**WORK INSTRUCTIONS**
• A. In the text about bath salts and synthetic drugs, what name is given to the class that the chemicals in bath salts belong to?
• B. Write a continuation of the text about bath salts and synthetic drugs that picks up after its final sentence.

**TEXT PROVIDED**
════

Regarding the last bit, consider LSD: taking that is far less bad an idea because LSD is a thoroughly researched substance not shown to inflict long-term damage to the body or psyche when used properly and mindfully.
Bath salts? Whitefoxsniper is correct, except these products tend not to contain any inactive ingredients or hygienic products. The chemicals (the 'designer drugs') found in these form a class collectively known as Research Chemicals. They are generally untested for their biological effects regarding dosage or toxicity. Ingesting such a substance is the equivalent of playing Russian Roulette. You might have a splendid time, or you might die of cardiac arrest after being stalked for an hour and a half by an apparition you believe is an evil spirit. There IS no taking these things properly and mindfully, it's just an unwise chance to take.
That said, there's still no evidence about any drugs in the attacker's system, beyond speculation fueled in turn by misinformation. What we have, being repeated by journalists who simply copypasta one another, is the opposite of educated guesswork. Reudh's hypotheses are still far more likely as far as pharmacologic causes go. Or possibly, the cause was a completely novel substance, or no substance at all.
As far as synthetic cannabis goes, aside from the panic attacks and catatonia and despair, that garbage has caused
heart attacks and
seizures in healthy people. In thousands of years of use not a single death has been attributed to THC, but the
openly sold substitutes have played a role in morbid outcomes within a few years of popularity. It's not the same as weed chemically and the differences in total effect are profound.

════

**DATASET EXTRACT**
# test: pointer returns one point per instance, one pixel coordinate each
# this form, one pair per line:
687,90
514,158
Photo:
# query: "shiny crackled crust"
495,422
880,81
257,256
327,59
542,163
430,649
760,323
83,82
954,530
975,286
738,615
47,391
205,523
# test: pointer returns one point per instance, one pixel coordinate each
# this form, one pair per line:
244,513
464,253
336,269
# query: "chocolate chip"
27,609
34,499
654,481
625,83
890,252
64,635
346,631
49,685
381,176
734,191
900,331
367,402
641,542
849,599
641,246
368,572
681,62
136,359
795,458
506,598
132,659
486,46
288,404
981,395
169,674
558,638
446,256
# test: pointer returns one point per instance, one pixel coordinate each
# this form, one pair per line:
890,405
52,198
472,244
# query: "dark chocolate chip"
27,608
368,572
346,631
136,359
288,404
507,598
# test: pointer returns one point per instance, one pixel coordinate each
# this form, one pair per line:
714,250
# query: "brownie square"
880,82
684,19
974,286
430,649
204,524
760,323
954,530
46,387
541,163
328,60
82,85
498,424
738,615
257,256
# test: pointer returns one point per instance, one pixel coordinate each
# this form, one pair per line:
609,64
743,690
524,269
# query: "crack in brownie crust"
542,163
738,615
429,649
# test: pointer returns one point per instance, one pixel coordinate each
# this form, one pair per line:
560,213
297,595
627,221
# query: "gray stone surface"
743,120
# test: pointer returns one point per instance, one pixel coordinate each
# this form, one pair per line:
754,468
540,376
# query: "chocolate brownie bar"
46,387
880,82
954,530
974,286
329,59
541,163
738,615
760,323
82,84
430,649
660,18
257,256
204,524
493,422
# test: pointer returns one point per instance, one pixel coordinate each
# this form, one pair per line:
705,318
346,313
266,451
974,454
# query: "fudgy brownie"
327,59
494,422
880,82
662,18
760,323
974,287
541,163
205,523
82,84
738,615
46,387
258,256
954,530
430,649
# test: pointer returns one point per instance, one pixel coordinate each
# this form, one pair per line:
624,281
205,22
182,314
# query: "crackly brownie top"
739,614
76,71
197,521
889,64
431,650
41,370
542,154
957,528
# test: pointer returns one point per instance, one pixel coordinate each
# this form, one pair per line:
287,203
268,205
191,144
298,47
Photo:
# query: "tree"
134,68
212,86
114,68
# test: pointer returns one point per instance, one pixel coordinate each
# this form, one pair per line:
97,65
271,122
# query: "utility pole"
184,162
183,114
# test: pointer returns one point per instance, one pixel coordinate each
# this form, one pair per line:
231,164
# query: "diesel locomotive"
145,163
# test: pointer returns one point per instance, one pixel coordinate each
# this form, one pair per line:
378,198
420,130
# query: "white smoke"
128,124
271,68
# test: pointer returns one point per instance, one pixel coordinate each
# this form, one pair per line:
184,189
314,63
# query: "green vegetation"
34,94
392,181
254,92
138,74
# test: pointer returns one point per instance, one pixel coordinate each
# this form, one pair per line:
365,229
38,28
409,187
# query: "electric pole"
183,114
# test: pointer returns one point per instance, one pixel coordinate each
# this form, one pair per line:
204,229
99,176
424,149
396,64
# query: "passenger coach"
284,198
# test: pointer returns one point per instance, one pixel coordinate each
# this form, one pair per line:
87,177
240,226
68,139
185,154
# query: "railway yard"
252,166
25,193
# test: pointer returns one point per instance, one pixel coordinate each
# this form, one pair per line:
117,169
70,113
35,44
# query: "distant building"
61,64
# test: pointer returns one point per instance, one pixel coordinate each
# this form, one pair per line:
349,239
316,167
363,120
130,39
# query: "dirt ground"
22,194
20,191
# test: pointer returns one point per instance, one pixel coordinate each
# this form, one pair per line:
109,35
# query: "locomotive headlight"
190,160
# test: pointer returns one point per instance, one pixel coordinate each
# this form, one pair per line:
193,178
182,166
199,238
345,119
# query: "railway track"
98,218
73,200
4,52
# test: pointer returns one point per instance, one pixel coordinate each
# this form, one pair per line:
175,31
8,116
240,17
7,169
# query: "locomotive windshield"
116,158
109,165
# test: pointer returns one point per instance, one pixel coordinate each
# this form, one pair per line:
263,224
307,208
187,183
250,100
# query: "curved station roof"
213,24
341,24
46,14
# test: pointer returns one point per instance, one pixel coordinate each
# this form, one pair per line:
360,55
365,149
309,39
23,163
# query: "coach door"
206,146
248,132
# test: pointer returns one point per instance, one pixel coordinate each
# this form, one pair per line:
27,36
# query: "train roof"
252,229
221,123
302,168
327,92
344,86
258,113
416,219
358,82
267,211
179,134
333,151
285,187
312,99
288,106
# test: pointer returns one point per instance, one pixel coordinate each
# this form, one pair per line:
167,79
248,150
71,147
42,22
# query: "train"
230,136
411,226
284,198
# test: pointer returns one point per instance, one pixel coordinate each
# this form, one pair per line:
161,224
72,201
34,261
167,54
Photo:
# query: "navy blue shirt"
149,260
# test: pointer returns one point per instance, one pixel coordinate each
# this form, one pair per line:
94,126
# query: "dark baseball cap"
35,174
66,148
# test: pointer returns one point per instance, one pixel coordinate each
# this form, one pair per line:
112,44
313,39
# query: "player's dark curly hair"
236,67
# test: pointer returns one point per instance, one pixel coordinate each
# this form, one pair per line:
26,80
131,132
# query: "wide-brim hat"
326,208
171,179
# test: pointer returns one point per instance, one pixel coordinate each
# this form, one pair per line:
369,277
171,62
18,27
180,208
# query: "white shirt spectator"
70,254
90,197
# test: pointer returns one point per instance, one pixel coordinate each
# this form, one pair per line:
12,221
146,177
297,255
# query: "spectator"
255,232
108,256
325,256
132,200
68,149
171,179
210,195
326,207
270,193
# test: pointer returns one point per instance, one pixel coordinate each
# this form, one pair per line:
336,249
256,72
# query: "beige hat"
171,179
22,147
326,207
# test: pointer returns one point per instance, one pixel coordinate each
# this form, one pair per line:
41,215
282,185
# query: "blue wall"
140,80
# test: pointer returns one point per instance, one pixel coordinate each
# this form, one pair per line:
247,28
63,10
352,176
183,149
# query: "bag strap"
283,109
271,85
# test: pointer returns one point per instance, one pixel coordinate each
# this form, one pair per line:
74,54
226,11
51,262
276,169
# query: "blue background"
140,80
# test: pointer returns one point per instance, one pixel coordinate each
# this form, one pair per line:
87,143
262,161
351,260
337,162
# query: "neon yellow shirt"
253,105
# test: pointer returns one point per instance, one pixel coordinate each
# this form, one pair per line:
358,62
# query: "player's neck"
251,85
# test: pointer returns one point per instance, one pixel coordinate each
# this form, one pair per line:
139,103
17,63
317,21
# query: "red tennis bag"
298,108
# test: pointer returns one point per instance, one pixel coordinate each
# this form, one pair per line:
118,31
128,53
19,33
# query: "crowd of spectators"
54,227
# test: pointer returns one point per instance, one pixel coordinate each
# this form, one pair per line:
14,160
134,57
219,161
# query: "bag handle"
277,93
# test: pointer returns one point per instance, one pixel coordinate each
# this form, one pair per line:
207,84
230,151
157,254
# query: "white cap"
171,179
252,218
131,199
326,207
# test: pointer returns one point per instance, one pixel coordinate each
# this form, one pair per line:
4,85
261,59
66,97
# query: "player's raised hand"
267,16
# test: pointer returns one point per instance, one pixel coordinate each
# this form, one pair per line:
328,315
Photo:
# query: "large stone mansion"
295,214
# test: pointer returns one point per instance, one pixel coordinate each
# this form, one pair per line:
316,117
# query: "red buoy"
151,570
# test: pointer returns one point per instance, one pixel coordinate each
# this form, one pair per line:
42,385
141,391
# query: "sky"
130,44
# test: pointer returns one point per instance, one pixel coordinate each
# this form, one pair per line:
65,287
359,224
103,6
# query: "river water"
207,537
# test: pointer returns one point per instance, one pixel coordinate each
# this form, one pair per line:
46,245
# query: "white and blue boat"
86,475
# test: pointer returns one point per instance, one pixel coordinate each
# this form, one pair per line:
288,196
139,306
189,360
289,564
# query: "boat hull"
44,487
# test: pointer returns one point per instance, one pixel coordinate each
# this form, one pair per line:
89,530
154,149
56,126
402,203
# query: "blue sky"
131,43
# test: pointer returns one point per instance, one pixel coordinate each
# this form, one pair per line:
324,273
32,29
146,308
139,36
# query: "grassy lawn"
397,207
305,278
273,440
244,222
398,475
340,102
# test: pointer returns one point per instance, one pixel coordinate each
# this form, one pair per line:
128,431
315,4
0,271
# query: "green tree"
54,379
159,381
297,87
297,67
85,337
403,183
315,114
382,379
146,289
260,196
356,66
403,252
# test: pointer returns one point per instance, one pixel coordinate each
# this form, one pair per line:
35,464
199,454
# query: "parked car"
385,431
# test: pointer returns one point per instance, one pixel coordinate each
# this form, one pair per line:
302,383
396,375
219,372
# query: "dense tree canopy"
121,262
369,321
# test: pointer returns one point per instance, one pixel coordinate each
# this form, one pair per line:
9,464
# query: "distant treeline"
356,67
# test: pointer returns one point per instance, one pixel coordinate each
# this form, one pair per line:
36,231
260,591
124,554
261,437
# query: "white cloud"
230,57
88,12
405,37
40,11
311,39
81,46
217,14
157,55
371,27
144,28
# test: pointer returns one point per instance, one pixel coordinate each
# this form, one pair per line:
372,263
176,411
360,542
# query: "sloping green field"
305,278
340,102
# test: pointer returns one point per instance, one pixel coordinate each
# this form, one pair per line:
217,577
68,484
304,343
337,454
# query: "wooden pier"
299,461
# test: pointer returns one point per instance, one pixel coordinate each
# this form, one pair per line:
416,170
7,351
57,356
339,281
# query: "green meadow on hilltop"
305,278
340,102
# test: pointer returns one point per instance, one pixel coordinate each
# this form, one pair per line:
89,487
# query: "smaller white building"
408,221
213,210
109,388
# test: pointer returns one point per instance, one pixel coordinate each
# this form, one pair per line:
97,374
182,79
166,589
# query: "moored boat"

════

**SET OF ANSWERS**
• A. Research Chemicals.

• B.
The many drugs found in substitute weed samples are ALL research chemicals with NO established safety profiles, and their creator has thoroughly denounced their consumption. The fact that cannabis is benign does not mean that a facsimile is safe, even while one has to be pretty unsound in the first place to ingest a strange substance one knows nothing about. Part of the problem is learning one was lied to about the dangers of certain drugs, giving other more dangerous substances a false appraisal of the threat they pose.
The DEA is probably going to schedule more of the synthetic stuff soon, but safety can have little bearing on legality outside of perception, happenstance, and public demand - that alcohol and tobacco are sold quite profitably should demonstrate this, and it should be sobering that the War on Drugs has simply resulted in the creation of far worse drugs that are growing to such a number where any dream of regulating them individually will be unreachable. Pun acknowledged.